Segment Open

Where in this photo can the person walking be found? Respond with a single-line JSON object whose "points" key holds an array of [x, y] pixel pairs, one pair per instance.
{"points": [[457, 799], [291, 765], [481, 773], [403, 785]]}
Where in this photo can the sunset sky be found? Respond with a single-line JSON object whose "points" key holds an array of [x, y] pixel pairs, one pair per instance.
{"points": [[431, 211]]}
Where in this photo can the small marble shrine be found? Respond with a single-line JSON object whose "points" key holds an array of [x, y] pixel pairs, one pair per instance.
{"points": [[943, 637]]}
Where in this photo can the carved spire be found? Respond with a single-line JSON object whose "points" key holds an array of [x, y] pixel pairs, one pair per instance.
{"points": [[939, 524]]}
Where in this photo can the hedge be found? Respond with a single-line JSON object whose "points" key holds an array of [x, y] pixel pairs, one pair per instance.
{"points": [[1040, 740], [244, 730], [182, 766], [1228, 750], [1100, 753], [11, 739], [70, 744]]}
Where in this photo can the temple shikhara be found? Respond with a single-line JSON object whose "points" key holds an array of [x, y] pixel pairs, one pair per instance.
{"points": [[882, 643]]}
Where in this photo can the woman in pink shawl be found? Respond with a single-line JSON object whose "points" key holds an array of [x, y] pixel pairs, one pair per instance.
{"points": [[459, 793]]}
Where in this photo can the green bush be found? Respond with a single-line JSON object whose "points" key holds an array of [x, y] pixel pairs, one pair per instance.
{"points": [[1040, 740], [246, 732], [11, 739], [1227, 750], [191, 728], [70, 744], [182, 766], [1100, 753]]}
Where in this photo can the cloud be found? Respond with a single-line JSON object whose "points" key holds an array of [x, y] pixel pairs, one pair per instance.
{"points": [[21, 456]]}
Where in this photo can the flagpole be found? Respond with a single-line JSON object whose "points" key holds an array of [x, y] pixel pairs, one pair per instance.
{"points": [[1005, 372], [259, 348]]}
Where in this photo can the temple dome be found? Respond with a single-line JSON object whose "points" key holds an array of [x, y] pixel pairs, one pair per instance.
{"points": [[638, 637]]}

Segment Closed

EXERCISE GOAL
Provide a verbatim copy of all the entries.

PROBLEM SOLUTION
Where in this photo can the person walking be found? Respond with a single-line JSON object whose "points" key holds an array of [x, y] pixel pairs, one pair per instance.
{"points": [[457, 799], [291, 765], [481, 773], [403, 785]]}
Where in this photo can the sunset sky be found? Respond with a single-line JSON object whose "points" key holds an array of [x, y] pixel pairs, one pair per instance.
{"points": [[431, 211]]}
Where in this photo can the small marble shrine be found? Respond with a single-line JSON object whose "points" key holds an array of [x, y] pixel pairs, one pair per instance.
{"points": [[943, 637]]}
Where in this photo can the carved spire be found? Respond with a single-line JSON object whose "points" key holds an array of [x, y] pixel pairs, one pair per instance.
{"points": [[939, 524]]}
Where in this photo can the hedge be found? Respond with a single-line JSON object whose "points" key holds an array of [x, y] pixel pairs, one pair per instance.
{"points": [[1040, 740], [244, 730], [182, 766], [1228, 750], [1100, 753], [11, 739], [70, 744]]}
Where in this photo can the temple shikhara be found? Respond with a single-line JSON object whose "points" key holds an array of [x, y] pixel pairs, one pair per instance.
{"points": [[882, 643]]}
Where in this photo can the woman in pink shawl be found? Respond with a single-line JSON object whose "points" key holds an array of [x, y] pixel pairs, one pair per instance.
{"points": [[459, 793]]}
Where in this photo can the green bush be found? Respond with a single-line JSON object whose "points" key holds an array of [x, y] pixel pairs, one pair per instance.
{"points": [[1040, 740], [246, 732], [11, 739], [1227, 750], [191, 728], [70, 744], [182, 766], [1100, 753]]}
Where in this photo can the cloud be found? Respond with a single-line JSON object whose "points" key holds an array of [x, y] pixel pairs, one pair per instance.
{"points": [[21, 456]]}
Where in this photo can the flagpole be found? Respond with a single-line JSON object whose "points" key holds an array of [x, y] pixel pairs, one pair per instance.
{"points": [[1005, 372], [259, 348]]}
Where in this photo can the temple dome be found? Respond with a single-line JSON object whose "points" key holds an array of [x, y] pixel pairs, one pair per instance.
{"points": [[638, 637]]}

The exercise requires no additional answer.